Exercise brief — Look through the data below and work out how many lines hold "street"; state only the number.

(Saved entries)
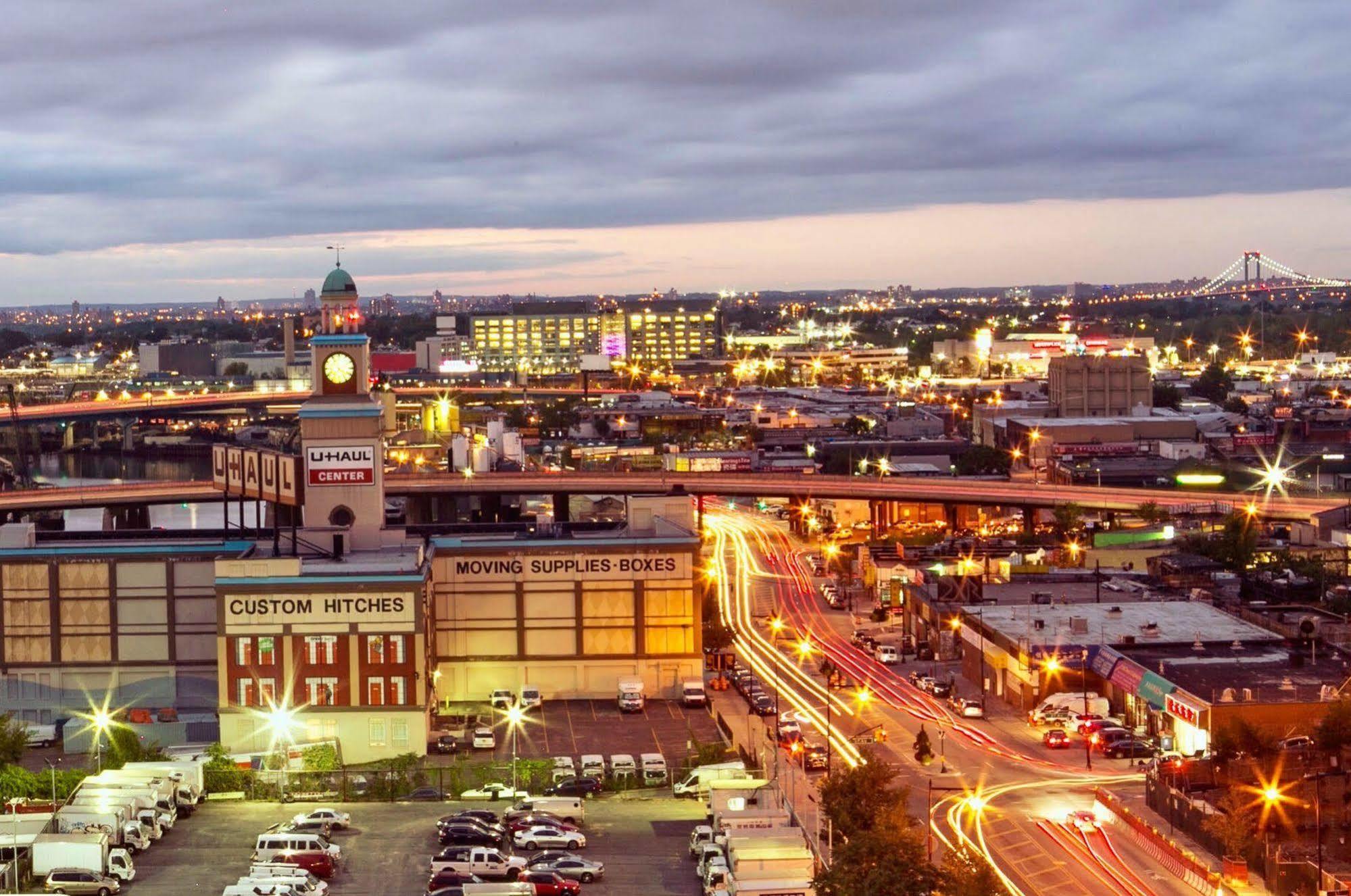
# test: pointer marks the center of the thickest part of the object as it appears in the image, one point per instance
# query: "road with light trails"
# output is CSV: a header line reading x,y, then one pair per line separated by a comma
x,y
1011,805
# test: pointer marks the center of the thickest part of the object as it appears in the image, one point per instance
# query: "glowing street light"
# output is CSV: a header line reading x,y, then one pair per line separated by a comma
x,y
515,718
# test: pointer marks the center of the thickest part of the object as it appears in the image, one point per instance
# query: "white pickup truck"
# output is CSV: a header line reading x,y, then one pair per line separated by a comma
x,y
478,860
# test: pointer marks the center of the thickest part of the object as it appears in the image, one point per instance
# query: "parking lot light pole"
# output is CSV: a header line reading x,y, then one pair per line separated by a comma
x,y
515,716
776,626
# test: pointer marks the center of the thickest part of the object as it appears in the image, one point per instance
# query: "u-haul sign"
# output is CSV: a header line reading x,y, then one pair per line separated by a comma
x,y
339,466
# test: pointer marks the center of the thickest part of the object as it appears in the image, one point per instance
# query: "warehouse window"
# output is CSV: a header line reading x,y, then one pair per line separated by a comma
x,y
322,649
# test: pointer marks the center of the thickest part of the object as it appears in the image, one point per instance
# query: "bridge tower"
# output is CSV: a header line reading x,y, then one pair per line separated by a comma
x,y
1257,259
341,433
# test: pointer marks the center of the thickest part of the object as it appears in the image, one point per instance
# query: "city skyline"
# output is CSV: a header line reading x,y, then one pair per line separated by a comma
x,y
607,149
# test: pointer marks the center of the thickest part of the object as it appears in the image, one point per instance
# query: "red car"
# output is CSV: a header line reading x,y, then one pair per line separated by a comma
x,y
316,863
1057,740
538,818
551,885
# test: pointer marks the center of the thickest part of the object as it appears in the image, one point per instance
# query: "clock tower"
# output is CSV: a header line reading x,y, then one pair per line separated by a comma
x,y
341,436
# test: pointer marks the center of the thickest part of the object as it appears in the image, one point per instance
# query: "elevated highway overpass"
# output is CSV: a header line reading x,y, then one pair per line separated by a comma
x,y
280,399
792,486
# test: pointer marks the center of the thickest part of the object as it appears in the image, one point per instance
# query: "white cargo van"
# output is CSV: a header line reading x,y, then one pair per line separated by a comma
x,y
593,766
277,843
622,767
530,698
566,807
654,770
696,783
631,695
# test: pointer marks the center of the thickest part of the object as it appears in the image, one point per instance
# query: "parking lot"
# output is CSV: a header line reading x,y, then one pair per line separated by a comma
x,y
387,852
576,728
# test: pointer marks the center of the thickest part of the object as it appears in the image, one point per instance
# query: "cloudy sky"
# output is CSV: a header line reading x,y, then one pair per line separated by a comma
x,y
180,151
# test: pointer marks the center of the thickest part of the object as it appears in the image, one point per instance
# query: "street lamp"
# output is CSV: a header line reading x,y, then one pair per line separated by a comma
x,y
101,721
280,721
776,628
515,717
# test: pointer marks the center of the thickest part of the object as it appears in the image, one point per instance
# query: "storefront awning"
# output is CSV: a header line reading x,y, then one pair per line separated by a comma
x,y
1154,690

Answer below — 2